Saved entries
.....

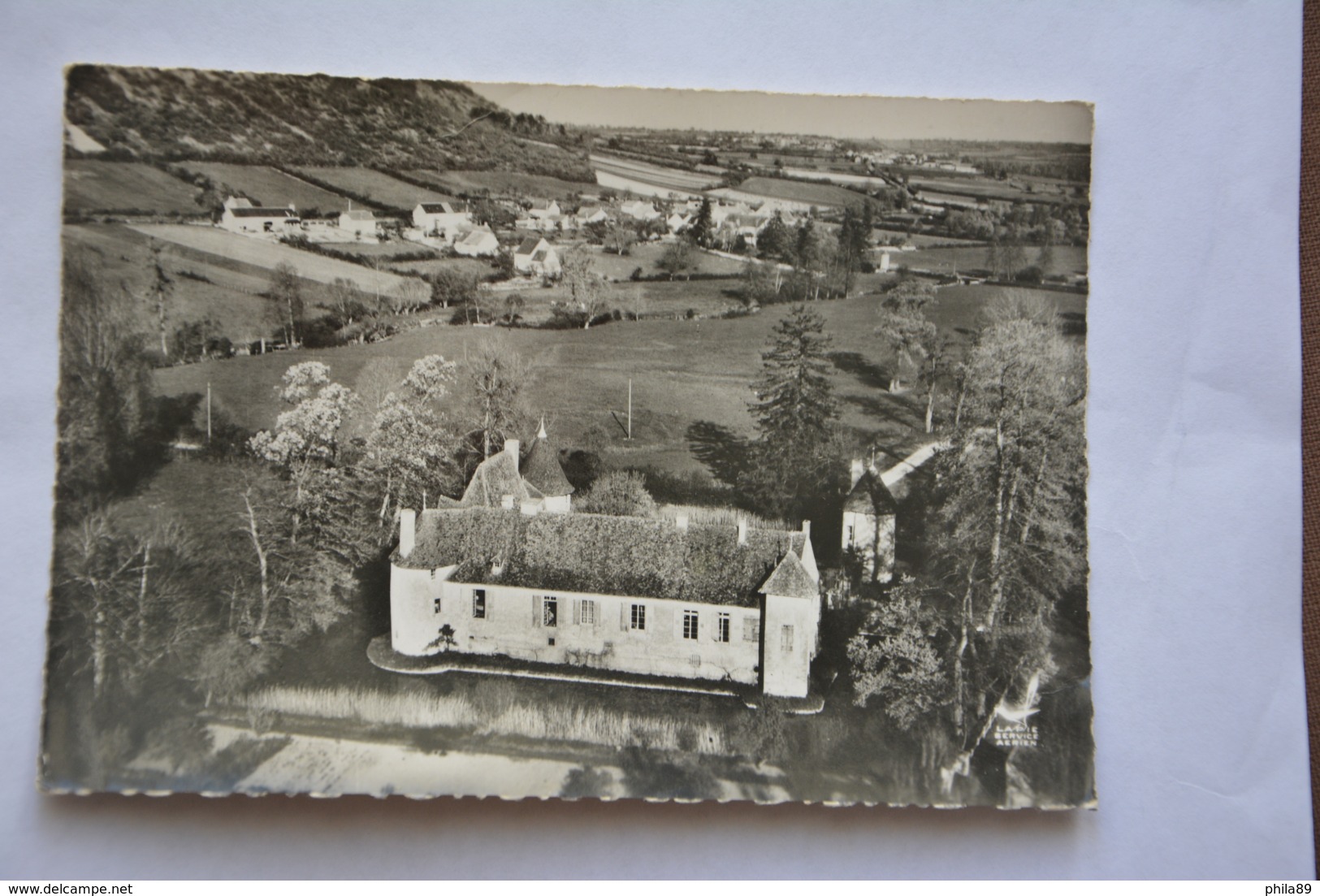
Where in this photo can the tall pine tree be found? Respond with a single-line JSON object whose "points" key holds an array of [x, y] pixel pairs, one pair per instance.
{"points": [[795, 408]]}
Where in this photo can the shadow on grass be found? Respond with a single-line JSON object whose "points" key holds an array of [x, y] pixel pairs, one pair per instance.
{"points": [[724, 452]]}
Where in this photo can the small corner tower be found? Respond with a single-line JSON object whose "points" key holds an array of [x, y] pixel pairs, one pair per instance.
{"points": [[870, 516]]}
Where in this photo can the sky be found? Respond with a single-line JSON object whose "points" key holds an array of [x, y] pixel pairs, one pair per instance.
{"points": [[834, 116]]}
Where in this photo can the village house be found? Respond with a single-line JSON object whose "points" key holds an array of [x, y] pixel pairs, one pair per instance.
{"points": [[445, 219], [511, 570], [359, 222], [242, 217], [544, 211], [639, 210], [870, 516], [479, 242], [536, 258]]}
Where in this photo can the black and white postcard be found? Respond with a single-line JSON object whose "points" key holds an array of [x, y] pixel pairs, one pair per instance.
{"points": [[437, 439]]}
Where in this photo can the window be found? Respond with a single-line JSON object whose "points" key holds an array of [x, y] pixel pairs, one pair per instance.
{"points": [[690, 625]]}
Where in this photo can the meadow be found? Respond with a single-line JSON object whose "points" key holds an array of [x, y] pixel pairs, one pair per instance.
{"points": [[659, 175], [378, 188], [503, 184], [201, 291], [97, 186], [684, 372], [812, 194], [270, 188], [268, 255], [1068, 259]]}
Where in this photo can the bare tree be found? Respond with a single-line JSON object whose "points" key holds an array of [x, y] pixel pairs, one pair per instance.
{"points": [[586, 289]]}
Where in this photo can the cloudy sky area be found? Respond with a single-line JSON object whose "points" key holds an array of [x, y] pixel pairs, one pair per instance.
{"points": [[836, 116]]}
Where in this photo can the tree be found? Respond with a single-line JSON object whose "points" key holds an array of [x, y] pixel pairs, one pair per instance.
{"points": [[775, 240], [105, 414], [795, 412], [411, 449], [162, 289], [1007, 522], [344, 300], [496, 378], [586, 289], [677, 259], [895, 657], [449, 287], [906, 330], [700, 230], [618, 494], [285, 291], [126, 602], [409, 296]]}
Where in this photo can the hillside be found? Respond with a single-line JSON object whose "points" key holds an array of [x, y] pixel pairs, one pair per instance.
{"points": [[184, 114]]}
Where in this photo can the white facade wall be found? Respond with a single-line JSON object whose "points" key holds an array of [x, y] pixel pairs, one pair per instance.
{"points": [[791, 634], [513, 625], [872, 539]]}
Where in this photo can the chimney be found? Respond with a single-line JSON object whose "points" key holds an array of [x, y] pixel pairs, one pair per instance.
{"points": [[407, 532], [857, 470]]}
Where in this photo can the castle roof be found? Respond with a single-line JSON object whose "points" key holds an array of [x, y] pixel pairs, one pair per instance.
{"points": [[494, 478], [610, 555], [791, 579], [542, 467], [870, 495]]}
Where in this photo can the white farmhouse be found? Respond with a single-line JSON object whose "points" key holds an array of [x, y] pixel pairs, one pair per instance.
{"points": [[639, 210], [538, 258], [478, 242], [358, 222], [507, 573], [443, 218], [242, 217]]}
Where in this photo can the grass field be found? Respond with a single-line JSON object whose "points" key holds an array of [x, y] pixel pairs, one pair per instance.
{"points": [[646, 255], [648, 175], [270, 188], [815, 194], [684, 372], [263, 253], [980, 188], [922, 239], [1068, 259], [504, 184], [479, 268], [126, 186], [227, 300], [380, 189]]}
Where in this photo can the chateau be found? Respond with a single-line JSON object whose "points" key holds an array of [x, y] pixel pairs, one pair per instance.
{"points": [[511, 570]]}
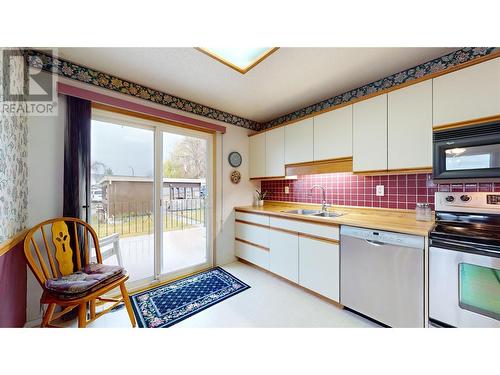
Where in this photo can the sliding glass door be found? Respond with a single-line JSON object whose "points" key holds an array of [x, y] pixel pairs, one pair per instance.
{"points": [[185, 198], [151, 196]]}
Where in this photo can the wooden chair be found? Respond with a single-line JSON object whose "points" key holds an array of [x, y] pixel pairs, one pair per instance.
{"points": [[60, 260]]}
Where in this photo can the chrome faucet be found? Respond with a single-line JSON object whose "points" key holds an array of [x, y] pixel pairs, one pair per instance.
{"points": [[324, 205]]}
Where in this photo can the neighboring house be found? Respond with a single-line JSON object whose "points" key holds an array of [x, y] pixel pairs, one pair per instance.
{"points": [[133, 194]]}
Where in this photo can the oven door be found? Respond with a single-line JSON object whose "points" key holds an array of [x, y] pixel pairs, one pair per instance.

.....

Output all of the items above verbatim, leaving the pictures out.

Where in this photo can the tall pine tree be found? Respond with a single-line JSON object whose "points" key holds an array of [x, y] pixel pairs, one pair per instance.
{"points": [[795, 408]]}
Where in this photo can the shadow on grass be found? Respond with a single-line JSON object whose "points" key holds an array of [x, y] pixel pairs, one pair per instance.
{"points": [[724, 452]]}
Where in this photo can the small corner tower be found? Respond with a single-line JSON object whose "points" key holds an array of [x, y] pixel pairs, one pair per instance.
{"points": [[870, 516]]}
Where in this photo can the sky be found? Respond with a single-line JSON object whose "points" key holds an array of [x, y] pixel pairs, one pair per instance.
{"points": [[834, 116]]}
Where in this photo can the village house be found? Respond with a single-line JSON object whose "points" key holds an array of [x, y] pixel pairs, one pair per instance.
{"points": [[445, 219], [511, 570], [359, 222], [242, 217], [544, 211], [639, 210], [870, 516], [479, 242], [536, 258]]}
Where in this photo can the black and white postcard be found? Respond with a single-line JSON object whose "points" key holds an array of [x, y] pixel pairs, one pair per instance.
{"points": [[437, 439]]}
Where in this photo can the window be found? Respond with a single-line JSON object whose "points" key holds an array of [x, y] pixel pairs, one pair per instance.
{"points": [[690, 625]]}
Where in this photo can the meadow be found? Respond with a single-line JSON object whose "points" key holds an array of [x, y] pixel pairs, one pair per instance.
{"points": [[659, 175], [378, 188], [503, 184], [201, 291], [97, 186], [684, 372], [812, 194], [270, 188], [268, 255], [1068, 259]]}
Where in this photo can the bare tree be found? Respond with a single-line JSON object whose "points" key holds an array of [x, y] pixel pairs, one pair per instance.
{"points": [[586, 289]]}
Where in this photo can the cloudy sky area be found? Respond with a single-line JSON object whose "points" key holds an array of [x, y] pixel pairs, one pair per instance.
{"points": [[836, 116]]}
Where in this photo can the tree be found? Respond with a single-line JSON object whose "points" key holds an array of [x, y] pixel pairs, one pair per instance.
{"points": [[775, 240], [105, 414], [795, 412], [411, 449], [162, 289], [1007, 522], [344, 300], [496, 378], [586, 289], [677, 259], [895, 657], [449, 287], [906, 330], [700, 230], [618, 494], [285, 291], [126, 602], [409, 296]]}
Where in this photo can the hillside be found? Respond with a single-line JSON object whose "points" key holds an array of [x, y] pixel pairs, one pair per instance.
{"points": [[184, 114]]}
Where in this photo can the white facade wall be found? Respond with a single-line JSON object whose "points" key holds an array of [x, y] pixel pairs, one pair per instance.
{"points": [[791, 634], [513, 625], [872, 539]]}
Where in this photo can the chimney be found? Respond with a single-line JSON object whose "points" key holds an array of [x, y] pixel pairs, one pair per instance.
{"points": [[407, 532], [857, 470]]}
Where in this photo can the castle roof be found? Respond with a single-line JSON object whose "points" key holds an array of [x, y] pixel pairs, one pair per instance.
{"points": [[494, 478], [610, 555], [791, 579], [542, 467], [870, 495]]}
Where in this photo can the white farmhouse be found? Respond with a single-line JSON object whose "points" key holds an array of [x, y] pixel pairs, one pair per instance.
{"points": [[639, 210], [538, 258], [478, 242], [358, 222], [507, 573], [443, 218], [242, 217]]}
Where in this photo can the grass field be found? Respond with a single-line JSON object whose "points" key holds an array of [x, y] pixel pairs, one pair per instance.
{"points": [[646, 255], [648, 175], [270, 188], [815, 194], [684, 372], [263, 253], [980, 188], [922, 239], [1068, 259], [504, 184], [479, 268], [126, 186], [227, 300], [380, 189]]}
Where in this photo can the chateau be found? Respond with a single-line JSON object whose "points" key holds an array of [x, y] pixel pairs, one pair per instance.
{"points": [[511, 570]]}
Where in this photo can the sliding glass door be found? Respond with a single-line JSON object whose "points" key holds an array of [x, y] pixel pairs, one pair per instance.
{"points": [[185, 198], [151, 196]]}
Where in this photo can the wooden chair be found? Respond with a single-line JSON object whose "points" key holds an array of [x, y] pixel pairs, one pair per instance.
{"points": [[60, 260]]}
Where in this photo can the chrome faucet be found? Respond with a single-line JSON object whose "points" key holds an array of [x, y] pixel pairs, one pair per instance.
{"points": [[324, 205]]}
Where in this photo can the neighboring house be found? Respond with a single-line JSON object whose "points" key holds an array of [x, y] pixel pairs, one pair per instance.
{"points": [[133, 194]]}
Where in this photo can the oven door be found? Respond with a single-line JSON object whose "points" key holds an array of [x, y] pixel pairs, one pair per instance.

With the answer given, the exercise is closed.